◆ **What to work on**: In the forum welcome thread, how old is the mare Hilly?

# Start of Excerpted passage

# Hello from England :)



## Spider (Dec 20, 2008)

Heya, just stumbled across this forum and thought it'd be a good place to discuss my passion, give and recieve advice.
My name is Hetty, i'm 16 and from England.
A year ago i inherited a spunky mare called Hilly, she's 3/4 thoroughbred and 1/4 cleveland bay, 16.2hh.
She's 18 but acts like a right 4 year old prancing about everywhere.
She's in my avatar < and i've added her to 'my barn' 
Thanks


----------



## appylover31803 (Sep 18, 2007)

Hi and welcome to the HF!


----------



## PoptartShop (Jul 25, 2010)

Welcome to the Horse Forum, Hetty!  Aww, Hilly is so pretty. Have fun posting!


----------



## Spider (Dec 20, 2008)

Thanks Guys


----------



## Kentucky (Aug 2, 2008)

Welcome ma'am and enjoy the ride


----------



## RusticWildFire (Jul 6, 2008)

Welcome to the forum! You have a pretty horse! 

I have one who is almost 29 and he will go like he's 4 as well every now and then.


----------



## my2geldings (Feb 18, 2008)

Welcome to the forums


----------



## bnwalker2 (May 18, 2007)

Welcome to the forum!


----------

# End of Excerpted passage
# Start of Provided records

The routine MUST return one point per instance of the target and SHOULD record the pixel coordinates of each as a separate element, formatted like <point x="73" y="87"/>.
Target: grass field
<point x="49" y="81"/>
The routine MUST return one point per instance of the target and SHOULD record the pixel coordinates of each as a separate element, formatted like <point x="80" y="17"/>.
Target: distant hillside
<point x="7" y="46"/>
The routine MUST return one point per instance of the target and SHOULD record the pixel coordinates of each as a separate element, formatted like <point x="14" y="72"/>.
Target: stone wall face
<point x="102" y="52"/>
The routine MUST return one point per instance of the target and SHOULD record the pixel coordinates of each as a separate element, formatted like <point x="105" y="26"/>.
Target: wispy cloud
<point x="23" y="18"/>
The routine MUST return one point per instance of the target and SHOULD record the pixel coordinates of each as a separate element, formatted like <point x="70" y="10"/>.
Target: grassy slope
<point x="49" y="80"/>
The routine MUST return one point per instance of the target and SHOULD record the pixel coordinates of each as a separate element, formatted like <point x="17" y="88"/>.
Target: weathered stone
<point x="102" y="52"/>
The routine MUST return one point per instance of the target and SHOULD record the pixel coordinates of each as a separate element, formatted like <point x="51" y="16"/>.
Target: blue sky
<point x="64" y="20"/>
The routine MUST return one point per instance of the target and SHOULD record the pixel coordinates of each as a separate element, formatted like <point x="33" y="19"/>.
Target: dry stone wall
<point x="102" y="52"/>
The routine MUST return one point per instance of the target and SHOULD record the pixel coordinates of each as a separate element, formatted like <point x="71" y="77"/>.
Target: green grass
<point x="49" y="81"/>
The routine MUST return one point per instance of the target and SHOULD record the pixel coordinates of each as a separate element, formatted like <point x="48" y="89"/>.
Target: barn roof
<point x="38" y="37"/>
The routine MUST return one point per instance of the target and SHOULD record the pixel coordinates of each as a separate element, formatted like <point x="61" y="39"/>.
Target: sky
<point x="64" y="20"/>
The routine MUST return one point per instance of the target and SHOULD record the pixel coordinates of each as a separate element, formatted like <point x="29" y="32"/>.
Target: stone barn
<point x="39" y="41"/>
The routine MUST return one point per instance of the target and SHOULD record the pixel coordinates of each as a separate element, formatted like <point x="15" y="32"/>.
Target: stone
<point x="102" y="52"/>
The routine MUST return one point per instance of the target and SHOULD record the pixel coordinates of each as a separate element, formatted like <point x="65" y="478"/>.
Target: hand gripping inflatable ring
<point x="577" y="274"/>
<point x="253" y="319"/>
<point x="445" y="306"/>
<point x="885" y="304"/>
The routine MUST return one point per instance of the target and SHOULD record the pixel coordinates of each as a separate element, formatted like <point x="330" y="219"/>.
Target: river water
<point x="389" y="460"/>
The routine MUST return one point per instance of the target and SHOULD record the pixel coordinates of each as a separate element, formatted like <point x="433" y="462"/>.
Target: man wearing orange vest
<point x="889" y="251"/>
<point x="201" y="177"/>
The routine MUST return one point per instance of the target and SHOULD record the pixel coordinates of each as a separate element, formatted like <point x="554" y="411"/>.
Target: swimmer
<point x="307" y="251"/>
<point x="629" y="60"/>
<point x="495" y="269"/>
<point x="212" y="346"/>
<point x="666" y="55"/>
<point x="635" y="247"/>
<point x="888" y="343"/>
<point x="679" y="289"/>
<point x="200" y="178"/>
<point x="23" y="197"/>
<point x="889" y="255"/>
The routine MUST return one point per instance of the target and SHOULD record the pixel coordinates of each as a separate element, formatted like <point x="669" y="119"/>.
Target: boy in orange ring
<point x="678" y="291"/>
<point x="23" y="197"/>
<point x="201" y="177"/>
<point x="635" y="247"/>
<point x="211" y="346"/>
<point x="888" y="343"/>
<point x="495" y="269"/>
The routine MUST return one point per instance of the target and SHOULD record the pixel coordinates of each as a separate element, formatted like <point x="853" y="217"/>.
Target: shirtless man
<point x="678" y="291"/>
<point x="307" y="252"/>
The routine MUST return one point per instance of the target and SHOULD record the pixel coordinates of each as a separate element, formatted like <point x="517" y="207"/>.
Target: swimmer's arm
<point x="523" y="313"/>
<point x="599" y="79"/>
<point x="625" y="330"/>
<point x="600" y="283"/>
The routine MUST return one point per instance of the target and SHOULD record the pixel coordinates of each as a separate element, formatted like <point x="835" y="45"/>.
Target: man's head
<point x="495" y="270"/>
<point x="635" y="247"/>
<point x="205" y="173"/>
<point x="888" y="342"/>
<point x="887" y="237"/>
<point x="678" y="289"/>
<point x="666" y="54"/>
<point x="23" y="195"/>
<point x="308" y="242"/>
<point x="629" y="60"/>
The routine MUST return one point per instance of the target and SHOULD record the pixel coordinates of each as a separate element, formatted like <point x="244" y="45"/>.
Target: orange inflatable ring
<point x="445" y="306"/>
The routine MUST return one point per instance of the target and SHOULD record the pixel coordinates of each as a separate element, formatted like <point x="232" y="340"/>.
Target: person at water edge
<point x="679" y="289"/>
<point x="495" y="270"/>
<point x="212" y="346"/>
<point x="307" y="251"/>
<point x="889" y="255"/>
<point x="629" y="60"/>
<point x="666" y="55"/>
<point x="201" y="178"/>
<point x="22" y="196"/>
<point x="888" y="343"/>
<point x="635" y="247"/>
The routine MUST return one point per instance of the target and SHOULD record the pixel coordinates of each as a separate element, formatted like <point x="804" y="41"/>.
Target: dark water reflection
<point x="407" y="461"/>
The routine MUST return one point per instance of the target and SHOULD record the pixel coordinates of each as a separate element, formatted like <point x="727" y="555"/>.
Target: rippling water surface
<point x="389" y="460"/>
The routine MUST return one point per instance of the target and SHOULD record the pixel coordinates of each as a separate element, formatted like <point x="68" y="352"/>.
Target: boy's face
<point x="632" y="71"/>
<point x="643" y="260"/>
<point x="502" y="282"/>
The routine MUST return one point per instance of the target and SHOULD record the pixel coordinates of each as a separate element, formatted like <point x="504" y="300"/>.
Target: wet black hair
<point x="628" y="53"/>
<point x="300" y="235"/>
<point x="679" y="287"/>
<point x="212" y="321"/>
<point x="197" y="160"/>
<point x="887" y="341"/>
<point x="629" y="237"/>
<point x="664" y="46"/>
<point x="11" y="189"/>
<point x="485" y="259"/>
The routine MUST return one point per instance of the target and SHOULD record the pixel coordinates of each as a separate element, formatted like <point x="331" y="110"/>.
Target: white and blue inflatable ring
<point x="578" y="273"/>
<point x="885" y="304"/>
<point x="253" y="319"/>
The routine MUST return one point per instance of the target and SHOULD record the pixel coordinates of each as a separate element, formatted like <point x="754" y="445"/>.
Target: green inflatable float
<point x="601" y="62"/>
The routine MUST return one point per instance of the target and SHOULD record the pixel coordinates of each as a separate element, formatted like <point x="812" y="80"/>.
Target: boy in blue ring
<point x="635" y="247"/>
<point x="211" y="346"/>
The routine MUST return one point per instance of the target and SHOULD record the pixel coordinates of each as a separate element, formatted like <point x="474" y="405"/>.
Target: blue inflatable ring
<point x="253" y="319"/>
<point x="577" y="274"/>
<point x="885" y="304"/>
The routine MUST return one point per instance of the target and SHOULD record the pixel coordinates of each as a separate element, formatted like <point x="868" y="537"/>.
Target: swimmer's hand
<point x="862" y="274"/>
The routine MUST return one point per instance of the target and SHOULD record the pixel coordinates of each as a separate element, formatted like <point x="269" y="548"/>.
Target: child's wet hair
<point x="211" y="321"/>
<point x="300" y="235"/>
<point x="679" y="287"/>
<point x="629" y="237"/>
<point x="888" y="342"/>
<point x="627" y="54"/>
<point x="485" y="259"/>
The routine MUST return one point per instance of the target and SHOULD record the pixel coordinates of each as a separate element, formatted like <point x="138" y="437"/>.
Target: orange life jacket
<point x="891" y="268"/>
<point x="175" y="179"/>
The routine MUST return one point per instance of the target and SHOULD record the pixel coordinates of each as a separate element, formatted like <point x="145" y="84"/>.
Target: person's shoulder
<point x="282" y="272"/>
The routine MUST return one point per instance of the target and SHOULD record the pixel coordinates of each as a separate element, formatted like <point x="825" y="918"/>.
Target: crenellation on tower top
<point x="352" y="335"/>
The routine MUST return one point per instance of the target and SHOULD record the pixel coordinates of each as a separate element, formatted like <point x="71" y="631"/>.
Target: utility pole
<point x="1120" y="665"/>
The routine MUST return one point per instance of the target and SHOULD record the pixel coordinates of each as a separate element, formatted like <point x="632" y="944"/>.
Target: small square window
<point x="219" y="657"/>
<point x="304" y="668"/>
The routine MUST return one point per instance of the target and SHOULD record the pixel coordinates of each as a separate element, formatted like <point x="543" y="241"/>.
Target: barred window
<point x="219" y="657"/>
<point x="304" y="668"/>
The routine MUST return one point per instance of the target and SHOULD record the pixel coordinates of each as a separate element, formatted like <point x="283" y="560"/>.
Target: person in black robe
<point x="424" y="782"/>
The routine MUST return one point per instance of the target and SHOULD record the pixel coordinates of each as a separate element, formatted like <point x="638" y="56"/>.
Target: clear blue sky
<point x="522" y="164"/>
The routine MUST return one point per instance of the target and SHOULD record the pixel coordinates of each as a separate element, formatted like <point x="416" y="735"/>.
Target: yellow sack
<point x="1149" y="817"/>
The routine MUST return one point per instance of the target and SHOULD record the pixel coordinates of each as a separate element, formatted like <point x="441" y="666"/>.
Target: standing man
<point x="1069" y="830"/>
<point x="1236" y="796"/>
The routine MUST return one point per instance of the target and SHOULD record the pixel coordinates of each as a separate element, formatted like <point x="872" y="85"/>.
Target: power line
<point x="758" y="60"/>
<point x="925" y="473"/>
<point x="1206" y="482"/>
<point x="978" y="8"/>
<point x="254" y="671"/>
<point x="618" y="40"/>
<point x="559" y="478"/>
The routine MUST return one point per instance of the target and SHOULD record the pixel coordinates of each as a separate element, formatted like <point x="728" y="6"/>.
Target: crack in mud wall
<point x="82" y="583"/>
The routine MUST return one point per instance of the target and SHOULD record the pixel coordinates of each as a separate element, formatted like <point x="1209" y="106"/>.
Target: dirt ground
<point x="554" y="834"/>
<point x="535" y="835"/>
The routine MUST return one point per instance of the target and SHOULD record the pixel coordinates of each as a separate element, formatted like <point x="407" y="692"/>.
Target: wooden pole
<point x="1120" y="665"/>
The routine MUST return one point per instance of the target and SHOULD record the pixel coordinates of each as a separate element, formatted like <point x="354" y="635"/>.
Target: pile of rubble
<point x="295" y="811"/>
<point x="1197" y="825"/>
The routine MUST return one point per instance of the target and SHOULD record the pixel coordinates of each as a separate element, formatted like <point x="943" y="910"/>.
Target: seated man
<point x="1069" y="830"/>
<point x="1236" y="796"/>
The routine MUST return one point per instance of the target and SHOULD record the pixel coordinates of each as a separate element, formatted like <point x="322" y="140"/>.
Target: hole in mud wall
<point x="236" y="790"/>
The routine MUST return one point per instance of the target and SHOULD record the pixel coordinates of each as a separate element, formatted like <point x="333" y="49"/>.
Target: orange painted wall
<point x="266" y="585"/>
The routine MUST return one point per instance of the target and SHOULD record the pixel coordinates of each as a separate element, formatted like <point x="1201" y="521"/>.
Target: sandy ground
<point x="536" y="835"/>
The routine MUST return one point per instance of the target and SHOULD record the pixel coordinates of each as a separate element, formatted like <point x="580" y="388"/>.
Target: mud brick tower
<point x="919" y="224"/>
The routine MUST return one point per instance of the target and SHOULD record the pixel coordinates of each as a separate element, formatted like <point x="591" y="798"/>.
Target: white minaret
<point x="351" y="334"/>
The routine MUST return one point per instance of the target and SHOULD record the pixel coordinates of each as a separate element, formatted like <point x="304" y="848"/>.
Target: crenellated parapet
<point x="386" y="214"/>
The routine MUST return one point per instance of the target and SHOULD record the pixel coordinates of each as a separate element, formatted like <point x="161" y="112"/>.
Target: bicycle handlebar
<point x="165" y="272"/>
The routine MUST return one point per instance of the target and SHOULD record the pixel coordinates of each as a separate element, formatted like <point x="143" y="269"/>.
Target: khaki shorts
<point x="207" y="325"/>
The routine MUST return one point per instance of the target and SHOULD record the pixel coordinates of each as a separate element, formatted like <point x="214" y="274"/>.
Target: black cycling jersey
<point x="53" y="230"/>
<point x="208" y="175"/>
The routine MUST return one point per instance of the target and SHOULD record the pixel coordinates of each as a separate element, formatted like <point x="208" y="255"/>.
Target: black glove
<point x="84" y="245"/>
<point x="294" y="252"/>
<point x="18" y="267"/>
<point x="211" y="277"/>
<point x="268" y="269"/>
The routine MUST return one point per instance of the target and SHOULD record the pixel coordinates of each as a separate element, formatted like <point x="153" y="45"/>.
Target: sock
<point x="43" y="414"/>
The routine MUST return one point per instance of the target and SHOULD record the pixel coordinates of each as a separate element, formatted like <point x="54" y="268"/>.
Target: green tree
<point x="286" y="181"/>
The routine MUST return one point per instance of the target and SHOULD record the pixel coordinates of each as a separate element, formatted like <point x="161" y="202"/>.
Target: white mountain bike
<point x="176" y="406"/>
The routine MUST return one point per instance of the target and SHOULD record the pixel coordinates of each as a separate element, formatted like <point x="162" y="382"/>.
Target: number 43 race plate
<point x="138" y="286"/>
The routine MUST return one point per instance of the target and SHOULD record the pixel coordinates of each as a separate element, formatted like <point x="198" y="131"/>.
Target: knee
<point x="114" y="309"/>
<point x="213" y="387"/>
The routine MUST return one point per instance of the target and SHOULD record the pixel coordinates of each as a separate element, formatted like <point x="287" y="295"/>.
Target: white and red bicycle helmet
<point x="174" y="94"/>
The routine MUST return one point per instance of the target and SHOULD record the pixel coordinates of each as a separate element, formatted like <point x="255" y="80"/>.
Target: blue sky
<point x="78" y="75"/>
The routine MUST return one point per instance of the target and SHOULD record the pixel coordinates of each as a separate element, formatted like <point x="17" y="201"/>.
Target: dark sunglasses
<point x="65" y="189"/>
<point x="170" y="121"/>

# End of Provided records

◆ **Answer to this exercise**: Hilly is 18.